Assigned task 1
List every person named in the umpire statistics thread.
Assigned task 2
In the umpire statistics thread, which years does the compiled spreadsheet of umpire data span?

Provided passage
====================

Nice work. It looks like you’ve proven, in a more statistically confident way, the conclusions I’ve come to in the last two weeks.

http://thepastime.net/category/general-baseball/umpires/

Specifically, the balls and strikes data I worked with here:

http://thepastime.net/2007/01/13/graphing-the-umpires/

If you’re interested, I’ve compiled complete umpire date from 1995 to 2006 in a spreadsheet. 1998 is partially incomplete, due to bad ID data from BP that I can’t fix. BP’s umpire data is fraught with ID errors, in fact, it was somewhat difficult to combine the years. I’d be glad to share that data with you.

Also, it would mean a lot to me if you (and David Gassko) would consider mentioning my work on umpire stats in your posts/articles. Thanks.

Hi, Tango (#4),

Not sure what you mean about “variance of the variances”.  The individual variances are greater than zero, and will therefore reduce var(ump), which you’re trying to estimate, no?

Even if the rotation is random, there will be some positive var(pit) and var(hit).

Ryan: I had a recent thread to your site.  Check out the main page.

Phil: I definitely didn’t speak well.  I should have said variance of the means, for each ump.  Each umpire sees a certain distribution of pitchers (obviously) of a certain mean.  An umpire who only calls games by Santana, Halladay and Oswalt will get lots of strike calls.  When you look at the mean quality of pitchers for each umpire, it should come out to pretty much zero.  So, the variance of these means will be zero.

That is, the “quality” of pitching for each umpire is such that his “opponent” (the pitcher) will have a true strike skill of 53%.  His other opponent (the batter) will also have a true strike skill of 53%, for each umpire.  The umpire will call 1/30th of each of his games at each park (or, the skill of each park in terms of visibility is such that it’s average).

Regarding Ryan’s graphs here:

http://thepastime.net/2007/01/13/graphing-the-umpires/

I find it interesting that McLelland is one of the more well-respected umpires (I think - anectdotally), even by pitchers, but he’s actually pretty unfavorable to pitchers.  Kind of reminds me of how students never think they like the strict disciplinarian teachers they have in high school, but after it’s over they realize that they often got what they deserved, and were treated fairly.

====================

Dataset content
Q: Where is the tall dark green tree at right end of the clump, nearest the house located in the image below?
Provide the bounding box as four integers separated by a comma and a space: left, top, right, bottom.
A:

====================

Written reply 1
Tango, Ryan, Phil, David Gassko, Santana, Halladay, Oswalt, McLelland

Written reply 2
1995 to 2006